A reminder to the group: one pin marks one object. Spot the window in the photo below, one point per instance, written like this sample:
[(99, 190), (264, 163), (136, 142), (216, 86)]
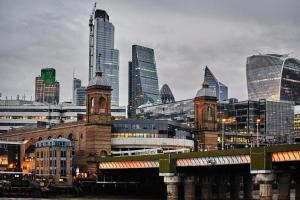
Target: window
[(102, 104)]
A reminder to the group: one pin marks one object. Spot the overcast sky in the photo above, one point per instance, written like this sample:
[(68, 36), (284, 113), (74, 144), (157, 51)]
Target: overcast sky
[(185, 35)]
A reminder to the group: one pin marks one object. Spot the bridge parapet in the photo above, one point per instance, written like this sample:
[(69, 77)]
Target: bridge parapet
[(260, 159)]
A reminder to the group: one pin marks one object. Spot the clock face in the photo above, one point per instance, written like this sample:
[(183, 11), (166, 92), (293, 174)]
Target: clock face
[(48, 76)]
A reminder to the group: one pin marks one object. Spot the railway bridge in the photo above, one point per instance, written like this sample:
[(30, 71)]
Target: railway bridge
[(212, 174)]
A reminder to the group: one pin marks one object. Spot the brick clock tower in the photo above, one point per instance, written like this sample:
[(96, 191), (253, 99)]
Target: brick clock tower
[(98, 116), (206, 129)]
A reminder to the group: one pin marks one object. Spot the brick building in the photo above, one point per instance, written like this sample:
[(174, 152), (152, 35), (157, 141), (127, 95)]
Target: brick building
[(53, 160)]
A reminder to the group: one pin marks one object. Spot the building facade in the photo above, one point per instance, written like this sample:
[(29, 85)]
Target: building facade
[(212, 81), (91, 137), (46, 87), (143, 80), (76, 84), (79, 96), (273, 77), (166, 94), (102, 51), (54, 161)]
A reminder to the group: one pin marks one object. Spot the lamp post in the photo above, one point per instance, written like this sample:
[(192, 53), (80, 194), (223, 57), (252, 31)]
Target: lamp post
[(257, 132), (223, 121)]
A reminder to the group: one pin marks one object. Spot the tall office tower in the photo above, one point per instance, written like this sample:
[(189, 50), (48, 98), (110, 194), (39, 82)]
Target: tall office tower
[(46, 87), (273, 77), (102, 52), (220, 88), (79, 96), (166, 94), (76, 84), (143, 81)]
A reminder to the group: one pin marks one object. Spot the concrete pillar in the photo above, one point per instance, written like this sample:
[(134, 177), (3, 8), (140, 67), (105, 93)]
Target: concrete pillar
[(248, 187), (206, 187), (172, 187), (189, 188), (265, 186), (221, 186), (284, 186), (297, 187), (235, 187)]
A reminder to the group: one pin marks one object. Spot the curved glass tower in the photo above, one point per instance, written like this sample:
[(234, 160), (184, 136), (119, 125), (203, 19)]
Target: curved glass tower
[(220, 89), (273, 77)]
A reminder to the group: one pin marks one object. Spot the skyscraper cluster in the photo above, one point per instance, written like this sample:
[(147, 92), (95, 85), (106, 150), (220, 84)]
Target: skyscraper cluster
[(142, 79), (273, 77)]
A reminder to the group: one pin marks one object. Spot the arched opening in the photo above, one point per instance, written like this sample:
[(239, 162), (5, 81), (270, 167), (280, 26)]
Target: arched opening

##############################

* [Activity] Some lines contain the word "arched". Pull each one out of the listing.

* [Exercise answer]
A reminder to the group: one pin marks one object. Spot the arched opening in the photo above, one point per instance, written like this sample:
Target: arched opening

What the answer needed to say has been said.